▶ _Problem details_
Rewrite the lines starting at the one containing "Query: winding path" and ending at the one containing "Give the mask of the winding", putting "curving path" wherever "winding path" appears and leaving everything else as it is.

● ● ● ●

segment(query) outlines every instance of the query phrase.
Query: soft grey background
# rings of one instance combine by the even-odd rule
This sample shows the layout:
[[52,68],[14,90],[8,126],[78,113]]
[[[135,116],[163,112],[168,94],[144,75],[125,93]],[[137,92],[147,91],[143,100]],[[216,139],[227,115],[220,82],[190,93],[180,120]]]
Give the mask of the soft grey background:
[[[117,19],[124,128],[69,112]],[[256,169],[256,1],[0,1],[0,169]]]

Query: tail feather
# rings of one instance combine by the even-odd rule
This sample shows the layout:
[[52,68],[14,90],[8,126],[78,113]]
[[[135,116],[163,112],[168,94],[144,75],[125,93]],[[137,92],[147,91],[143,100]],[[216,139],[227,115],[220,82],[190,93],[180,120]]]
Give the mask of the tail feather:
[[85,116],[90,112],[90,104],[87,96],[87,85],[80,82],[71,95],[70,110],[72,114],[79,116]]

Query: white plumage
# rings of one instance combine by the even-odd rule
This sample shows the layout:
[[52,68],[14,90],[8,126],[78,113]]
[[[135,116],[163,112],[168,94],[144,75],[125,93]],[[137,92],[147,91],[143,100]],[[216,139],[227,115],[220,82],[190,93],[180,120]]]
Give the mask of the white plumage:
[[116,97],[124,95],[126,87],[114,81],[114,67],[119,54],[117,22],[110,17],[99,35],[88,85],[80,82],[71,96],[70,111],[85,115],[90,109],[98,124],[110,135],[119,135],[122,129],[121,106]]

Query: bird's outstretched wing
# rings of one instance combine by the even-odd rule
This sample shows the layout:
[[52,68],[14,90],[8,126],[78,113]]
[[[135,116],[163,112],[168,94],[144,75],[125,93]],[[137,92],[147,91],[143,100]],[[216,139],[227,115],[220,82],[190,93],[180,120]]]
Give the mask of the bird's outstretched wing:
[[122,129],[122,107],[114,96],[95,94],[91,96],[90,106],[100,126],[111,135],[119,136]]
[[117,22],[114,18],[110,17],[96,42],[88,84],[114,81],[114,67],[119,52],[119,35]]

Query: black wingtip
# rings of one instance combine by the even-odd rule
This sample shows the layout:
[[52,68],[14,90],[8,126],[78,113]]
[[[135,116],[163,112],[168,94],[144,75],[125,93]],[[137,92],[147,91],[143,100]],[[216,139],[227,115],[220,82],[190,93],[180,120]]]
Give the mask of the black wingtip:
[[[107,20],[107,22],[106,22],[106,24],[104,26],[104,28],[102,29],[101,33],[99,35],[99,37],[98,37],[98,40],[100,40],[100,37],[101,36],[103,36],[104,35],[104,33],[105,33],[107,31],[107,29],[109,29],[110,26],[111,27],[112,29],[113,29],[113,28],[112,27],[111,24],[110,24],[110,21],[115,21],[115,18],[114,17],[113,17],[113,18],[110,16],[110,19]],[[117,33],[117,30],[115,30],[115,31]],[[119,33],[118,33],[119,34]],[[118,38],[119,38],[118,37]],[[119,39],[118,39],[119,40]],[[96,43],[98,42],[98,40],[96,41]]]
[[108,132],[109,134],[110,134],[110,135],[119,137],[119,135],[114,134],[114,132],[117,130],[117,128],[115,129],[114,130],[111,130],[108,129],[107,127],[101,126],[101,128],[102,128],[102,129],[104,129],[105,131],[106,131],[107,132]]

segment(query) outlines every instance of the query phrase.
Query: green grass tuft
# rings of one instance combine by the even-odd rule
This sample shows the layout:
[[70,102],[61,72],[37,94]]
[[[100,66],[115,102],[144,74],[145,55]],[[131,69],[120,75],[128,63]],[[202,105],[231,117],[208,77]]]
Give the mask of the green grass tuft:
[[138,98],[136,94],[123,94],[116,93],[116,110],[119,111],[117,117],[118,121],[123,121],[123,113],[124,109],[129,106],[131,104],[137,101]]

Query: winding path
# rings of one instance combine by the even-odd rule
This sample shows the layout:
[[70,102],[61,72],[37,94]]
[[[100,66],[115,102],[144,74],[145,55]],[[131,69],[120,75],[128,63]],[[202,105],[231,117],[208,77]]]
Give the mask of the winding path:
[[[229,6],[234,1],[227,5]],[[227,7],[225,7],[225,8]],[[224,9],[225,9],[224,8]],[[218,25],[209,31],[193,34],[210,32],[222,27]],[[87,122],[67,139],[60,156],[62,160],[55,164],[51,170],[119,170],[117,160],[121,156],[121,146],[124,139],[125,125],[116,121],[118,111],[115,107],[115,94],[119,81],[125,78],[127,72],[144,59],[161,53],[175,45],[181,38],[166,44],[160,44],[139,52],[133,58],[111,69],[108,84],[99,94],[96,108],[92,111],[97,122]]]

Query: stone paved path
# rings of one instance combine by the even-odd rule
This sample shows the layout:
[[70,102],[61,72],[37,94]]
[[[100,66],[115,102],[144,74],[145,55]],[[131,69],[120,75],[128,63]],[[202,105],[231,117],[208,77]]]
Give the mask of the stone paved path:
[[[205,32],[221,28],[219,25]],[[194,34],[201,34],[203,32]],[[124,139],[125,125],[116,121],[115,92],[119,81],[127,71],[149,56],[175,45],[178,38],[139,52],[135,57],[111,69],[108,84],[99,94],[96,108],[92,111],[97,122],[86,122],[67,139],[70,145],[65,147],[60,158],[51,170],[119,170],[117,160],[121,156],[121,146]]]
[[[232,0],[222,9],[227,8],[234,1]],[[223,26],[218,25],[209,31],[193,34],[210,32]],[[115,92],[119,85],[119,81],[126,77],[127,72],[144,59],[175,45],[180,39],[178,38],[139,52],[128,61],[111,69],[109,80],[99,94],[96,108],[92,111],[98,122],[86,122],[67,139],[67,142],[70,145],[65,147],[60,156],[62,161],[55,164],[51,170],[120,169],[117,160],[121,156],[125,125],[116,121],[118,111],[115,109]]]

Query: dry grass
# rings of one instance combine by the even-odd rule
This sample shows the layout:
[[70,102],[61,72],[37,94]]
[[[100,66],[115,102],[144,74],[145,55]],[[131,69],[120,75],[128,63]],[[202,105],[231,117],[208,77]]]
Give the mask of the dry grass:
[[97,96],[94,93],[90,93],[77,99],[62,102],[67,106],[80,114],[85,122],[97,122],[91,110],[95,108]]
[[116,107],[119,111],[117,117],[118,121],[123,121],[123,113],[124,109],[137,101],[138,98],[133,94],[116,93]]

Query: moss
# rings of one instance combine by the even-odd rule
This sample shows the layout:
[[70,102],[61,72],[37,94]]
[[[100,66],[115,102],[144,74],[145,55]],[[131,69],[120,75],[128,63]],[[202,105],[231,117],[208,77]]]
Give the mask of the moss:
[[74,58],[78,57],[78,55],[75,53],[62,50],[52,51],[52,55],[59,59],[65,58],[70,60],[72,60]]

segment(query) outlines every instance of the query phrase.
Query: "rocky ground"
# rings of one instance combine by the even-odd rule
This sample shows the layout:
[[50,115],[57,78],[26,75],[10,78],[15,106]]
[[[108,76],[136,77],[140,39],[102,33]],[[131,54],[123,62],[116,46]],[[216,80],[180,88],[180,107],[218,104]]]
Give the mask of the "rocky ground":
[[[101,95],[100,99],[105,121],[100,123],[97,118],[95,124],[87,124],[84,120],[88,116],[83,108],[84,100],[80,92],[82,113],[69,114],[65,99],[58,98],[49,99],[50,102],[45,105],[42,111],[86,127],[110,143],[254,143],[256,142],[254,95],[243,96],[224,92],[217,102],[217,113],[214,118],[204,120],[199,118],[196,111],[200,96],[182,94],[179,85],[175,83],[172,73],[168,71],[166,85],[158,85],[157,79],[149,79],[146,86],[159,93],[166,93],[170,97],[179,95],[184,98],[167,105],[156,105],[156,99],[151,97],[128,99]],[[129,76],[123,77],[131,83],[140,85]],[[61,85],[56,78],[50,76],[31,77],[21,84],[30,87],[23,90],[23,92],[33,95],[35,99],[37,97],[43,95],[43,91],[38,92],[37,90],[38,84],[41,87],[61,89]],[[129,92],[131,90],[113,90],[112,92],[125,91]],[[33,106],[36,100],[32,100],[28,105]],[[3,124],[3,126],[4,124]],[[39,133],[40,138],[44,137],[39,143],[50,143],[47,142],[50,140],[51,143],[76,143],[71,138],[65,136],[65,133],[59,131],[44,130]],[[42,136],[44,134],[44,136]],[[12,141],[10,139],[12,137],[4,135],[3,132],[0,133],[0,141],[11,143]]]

● ● ● ●

▶ _Finished exercise_
Query: curving path
# rings of one instance combine by the even-odd rule
This sample shows the layout:
[[70,102],[61,72],[37,94]]
[[[100,66],[115,102],[144,74],[145,55]],[[131,69],[120,75],[128,63]],[[202,105],[231,117],[208,77]]]
Give the mask of the curving path:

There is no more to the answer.